### Records for the task
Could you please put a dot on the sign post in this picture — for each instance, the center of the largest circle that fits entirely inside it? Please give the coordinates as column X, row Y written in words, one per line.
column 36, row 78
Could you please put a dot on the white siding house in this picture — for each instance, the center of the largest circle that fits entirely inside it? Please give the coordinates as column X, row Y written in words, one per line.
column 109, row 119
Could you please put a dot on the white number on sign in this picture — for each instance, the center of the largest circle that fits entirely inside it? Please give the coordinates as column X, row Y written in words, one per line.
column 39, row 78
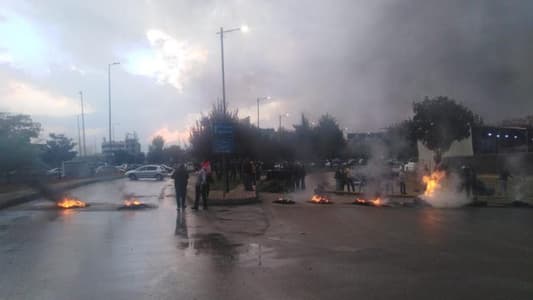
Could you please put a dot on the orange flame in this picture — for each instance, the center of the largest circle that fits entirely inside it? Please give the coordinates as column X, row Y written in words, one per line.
column 133, row 202
column 377, row 201
column 433, row 182
column 71, row 203
column 320, row 199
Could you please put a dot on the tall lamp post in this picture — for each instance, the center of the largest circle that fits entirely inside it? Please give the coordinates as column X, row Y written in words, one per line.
column 84, row 153
column 221, row 33
column 109, row 98
column 244, row 29
column 259, row 100
column 279, row 128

### Given request
Can you set down, word for word, every line of the data starting with the line that contains "Could you please put a dot on the orange" and going on through the last line, including both?

### Reply
Could you please put a dot on the orange flame in this picture — for each instance, the center of the largest circle that fits entirely inside it? Please give the coordinates as column X, row Y written in words, one per line.
column 133, row 202
column 377, row 201
column 433, row 182
column 71, row 203
column 320, row 199
Could you please put a dot on the tall lamp post in this picture — for each instance, the center of the largest circle that fits entirely inside it? Please give the coordinates as column X, row Y written in words, one per line.
column 84, row 153
column 221, row 33
column 109, row 98
column 244, row 29
column 259, row 100
column 279, row 128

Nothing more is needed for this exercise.